What the task asks: For the records below, report how many lines include "blue", with no accompanying text.

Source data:
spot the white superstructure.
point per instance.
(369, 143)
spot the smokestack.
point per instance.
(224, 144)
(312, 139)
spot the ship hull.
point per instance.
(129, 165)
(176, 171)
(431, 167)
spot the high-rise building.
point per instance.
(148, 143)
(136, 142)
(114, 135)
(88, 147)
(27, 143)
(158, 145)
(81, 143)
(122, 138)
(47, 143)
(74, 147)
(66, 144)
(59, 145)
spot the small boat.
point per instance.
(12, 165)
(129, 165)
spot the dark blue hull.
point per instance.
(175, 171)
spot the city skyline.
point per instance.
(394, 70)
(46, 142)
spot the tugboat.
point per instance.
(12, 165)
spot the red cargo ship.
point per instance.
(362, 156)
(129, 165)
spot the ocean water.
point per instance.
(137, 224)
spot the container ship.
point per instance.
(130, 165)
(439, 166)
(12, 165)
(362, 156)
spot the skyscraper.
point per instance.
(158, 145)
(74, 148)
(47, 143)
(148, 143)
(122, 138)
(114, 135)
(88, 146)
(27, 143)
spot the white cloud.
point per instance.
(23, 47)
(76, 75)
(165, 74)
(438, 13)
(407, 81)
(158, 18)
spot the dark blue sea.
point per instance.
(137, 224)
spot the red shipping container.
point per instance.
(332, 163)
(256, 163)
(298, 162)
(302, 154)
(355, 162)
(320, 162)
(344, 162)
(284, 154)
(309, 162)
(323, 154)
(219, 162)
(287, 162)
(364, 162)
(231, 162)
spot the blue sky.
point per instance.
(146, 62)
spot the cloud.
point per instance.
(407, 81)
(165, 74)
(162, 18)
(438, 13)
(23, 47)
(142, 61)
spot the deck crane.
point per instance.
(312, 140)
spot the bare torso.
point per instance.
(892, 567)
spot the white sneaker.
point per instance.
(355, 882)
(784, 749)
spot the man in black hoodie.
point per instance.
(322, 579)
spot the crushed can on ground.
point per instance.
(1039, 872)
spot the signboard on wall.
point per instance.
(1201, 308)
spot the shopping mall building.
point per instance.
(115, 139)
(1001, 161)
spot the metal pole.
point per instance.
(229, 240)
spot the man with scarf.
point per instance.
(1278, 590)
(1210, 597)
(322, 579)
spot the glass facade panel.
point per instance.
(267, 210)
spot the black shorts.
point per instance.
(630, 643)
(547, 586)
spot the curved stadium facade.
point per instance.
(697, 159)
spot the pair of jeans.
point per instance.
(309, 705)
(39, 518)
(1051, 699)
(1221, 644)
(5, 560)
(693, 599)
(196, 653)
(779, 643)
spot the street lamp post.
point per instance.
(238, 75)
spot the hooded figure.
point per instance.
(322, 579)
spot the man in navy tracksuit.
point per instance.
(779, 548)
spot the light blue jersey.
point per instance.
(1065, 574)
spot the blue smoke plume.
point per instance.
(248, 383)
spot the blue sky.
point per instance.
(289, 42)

The completed task: 6